=== PROVIDED TEXT ===
Tuesday, June 7, 2016

Housing: Part 158 - Low Down Payments and Stability

Subprime loans and highly leveraged homes have taken such a central position in the narratives about the housing boom and bust.  Yet, my review of the data suggests:

  • Local supply and rent were the overwhelming factor behind home prices.  Credit appears to play a very minor role.
  • There was no increase in low income owners during the boom.
  • There may have been no increase in the total number of highly leveraged homes.  There certainly was a decrease in market share of Ginnie Mae + Subprime.
  • Subprime loans don't appear to be related to marginal new homeownership, in the aggregate.
  • Nonetheless, neighborhoods with high numbers of highly leveraged homes were more vulnerable to large price declines.
In sum, the importance of all of this is probably much lower than the amount of attention it has received.  The price declines should never have happened, so the existence of highly leveraged homes should not have been a systemic problem.  But, highly leveraged mortgage options don't appear to facilitate much homeownership.
=== GIVEN DATA ===
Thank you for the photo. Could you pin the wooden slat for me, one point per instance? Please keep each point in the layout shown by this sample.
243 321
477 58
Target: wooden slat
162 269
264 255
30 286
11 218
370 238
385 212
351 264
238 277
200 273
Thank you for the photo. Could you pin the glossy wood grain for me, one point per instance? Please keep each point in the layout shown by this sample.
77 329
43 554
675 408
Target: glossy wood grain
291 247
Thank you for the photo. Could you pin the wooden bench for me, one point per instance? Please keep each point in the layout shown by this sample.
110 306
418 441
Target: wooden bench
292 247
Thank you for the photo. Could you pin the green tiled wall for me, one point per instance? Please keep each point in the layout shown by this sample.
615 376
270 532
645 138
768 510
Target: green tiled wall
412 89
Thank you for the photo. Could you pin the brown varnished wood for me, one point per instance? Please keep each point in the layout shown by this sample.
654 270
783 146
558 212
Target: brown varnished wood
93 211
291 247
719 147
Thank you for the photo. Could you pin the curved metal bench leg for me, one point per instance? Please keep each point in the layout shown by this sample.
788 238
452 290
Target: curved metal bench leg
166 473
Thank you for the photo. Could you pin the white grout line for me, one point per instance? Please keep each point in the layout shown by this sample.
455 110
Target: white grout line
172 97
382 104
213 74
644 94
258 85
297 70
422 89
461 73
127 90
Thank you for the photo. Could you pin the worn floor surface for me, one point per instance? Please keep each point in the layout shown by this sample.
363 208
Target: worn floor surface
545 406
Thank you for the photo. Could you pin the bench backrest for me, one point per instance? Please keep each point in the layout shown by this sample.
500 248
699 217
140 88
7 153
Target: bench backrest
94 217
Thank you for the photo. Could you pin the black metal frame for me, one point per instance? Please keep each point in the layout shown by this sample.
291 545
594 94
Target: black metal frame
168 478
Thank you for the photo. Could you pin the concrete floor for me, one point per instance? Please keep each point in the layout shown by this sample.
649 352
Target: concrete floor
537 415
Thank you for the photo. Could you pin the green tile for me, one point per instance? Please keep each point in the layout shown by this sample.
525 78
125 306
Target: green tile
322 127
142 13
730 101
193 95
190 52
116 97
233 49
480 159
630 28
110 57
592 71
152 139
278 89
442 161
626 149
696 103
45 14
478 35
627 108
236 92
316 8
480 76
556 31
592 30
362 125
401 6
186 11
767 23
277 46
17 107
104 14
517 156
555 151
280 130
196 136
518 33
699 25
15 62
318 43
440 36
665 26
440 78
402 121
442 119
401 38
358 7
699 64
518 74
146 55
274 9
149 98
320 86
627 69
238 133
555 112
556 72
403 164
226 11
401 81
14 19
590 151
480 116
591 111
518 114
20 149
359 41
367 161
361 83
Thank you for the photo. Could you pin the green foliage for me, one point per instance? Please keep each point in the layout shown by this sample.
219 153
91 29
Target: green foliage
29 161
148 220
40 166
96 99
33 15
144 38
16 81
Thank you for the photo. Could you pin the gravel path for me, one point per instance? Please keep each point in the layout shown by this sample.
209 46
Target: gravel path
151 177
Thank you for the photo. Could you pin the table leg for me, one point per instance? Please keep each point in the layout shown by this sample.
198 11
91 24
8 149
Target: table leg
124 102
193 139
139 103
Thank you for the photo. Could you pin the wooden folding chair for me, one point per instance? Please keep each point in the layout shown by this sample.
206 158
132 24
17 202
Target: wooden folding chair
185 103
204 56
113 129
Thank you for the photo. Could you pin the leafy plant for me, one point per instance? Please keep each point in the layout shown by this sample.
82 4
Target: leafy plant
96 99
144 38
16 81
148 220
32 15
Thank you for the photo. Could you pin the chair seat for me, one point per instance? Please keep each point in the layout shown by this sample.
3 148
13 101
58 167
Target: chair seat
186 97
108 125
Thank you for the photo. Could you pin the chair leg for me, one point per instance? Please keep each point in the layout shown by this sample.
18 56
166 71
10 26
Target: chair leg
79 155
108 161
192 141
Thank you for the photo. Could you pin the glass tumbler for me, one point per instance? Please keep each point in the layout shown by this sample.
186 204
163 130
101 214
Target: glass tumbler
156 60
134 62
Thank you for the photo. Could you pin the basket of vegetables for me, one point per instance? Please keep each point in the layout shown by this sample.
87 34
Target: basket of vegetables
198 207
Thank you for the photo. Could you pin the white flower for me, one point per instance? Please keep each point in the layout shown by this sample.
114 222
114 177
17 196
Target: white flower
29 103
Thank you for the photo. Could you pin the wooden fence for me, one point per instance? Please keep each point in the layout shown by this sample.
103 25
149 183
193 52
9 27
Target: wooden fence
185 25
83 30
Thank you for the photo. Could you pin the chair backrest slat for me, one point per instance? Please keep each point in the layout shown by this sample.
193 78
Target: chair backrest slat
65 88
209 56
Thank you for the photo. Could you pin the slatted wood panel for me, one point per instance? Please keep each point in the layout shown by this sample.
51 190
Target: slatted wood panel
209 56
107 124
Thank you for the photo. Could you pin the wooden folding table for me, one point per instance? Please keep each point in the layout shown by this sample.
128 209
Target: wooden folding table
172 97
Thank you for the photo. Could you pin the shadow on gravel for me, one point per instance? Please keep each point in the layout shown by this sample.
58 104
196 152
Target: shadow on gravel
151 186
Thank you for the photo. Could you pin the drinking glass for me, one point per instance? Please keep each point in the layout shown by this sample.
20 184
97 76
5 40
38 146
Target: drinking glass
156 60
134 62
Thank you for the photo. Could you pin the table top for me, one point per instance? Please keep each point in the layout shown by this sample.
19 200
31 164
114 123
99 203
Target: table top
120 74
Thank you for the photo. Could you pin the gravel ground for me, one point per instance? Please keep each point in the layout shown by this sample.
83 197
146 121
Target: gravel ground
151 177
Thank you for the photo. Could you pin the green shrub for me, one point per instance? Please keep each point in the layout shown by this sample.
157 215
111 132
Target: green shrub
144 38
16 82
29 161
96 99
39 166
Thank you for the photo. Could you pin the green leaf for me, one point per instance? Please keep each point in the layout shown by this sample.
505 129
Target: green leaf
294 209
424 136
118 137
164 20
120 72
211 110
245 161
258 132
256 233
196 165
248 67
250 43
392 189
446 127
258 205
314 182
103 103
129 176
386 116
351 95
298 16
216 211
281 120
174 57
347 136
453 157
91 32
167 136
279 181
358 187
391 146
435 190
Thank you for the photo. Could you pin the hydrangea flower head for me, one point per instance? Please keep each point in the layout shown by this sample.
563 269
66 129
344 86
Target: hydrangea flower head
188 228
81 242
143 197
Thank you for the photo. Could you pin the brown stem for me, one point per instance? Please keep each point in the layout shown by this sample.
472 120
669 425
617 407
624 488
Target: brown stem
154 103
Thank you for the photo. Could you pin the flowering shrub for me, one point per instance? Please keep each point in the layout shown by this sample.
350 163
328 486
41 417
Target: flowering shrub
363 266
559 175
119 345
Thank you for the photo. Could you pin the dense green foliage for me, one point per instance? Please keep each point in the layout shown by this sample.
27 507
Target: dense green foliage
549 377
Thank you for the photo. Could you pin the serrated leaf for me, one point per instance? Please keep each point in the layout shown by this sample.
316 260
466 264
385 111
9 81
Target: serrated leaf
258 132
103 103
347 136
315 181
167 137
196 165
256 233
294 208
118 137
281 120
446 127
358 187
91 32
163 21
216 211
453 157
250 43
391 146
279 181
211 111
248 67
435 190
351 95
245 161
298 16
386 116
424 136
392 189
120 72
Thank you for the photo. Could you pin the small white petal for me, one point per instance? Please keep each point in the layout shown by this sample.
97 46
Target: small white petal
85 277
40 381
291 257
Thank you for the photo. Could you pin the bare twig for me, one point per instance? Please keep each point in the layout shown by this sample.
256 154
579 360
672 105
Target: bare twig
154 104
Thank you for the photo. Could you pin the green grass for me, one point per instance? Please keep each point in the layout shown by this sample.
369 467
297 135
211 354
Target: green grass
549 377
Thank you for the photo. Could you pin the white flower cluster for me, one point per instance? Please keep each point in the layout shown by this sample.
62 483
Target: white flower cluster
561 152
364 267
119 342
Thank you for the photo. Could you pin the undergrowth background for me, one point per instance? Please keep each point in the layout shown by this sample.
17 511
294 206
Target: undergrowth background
===
# REQUEST 1
According to the housing post, what was the overwhelming factor behind home prices?
# REQUEST 2
Print everything in the housing post from "Tuesday, June 7, 2016" down to "Mae + Subprime.".
# REQUEST 3
Please carry on the housing post on low down payments from where it stops.

# EXERCISE RESPONSE 1
Local supply and rent.

# EXERCISE RESPONSE 2
Tuesday, June 7, 2016

Housing: Part 158 - Low Down Payments and Stability

Subprime loans and highly leveraged homes have taken such a central position in the narratives about the housing boom and bust.  Yet, my review of the data suggests:

  • Local supply and rent were the overwhelming factor behind home prices.  Credit appears to play a very minor role.
  • There was no increase in low income owners during the boom.
  • There may have been no increase in the total number of highly leveraged homes.  There certainly was a decrease in market share of Ginnie Mae + Subprime.

# EXERCISE RESPONSE 3
Further, if one does conclude that credit availability does cause home ownership and home prices to rise, then a regime where credit availability is limited is a regime that creates a deeper divide between owners and non-owners, and increases the relative incomes of those with access to credit.  This is a mathematical inevitability.

In the end, I'm not sure that it matters much at all what policy we have.  Whatever balance we strike in marginal credit markets, the marginal difference is overwhelmed by the effects of our moral panic about private lenders and borrowers.  Marginal borrowers, on the whole, are probably capable of engaging in credit markets like the rest of us do.  They will have higher levels of risk, but I don't think the risk levels in any regime we are considering are outrageous or unmanageable.

Their main risk, though, is that every once in a while the rest of us dirty our pants while we tell each other ghost stories about predators and speculators, and then we go and implement highly disruptive policy shifts.  As unpleasant as some marginal activity in credit markets is, the unpleasantness we impose, through our concern, is an order of magnitude worse.  So, maybe we need to limit access to credit on the margin in order to protect them from us.  At this point, credit constraints are creating large influences on home ownership because we have gone far beyond just cutting down on high LTV loans.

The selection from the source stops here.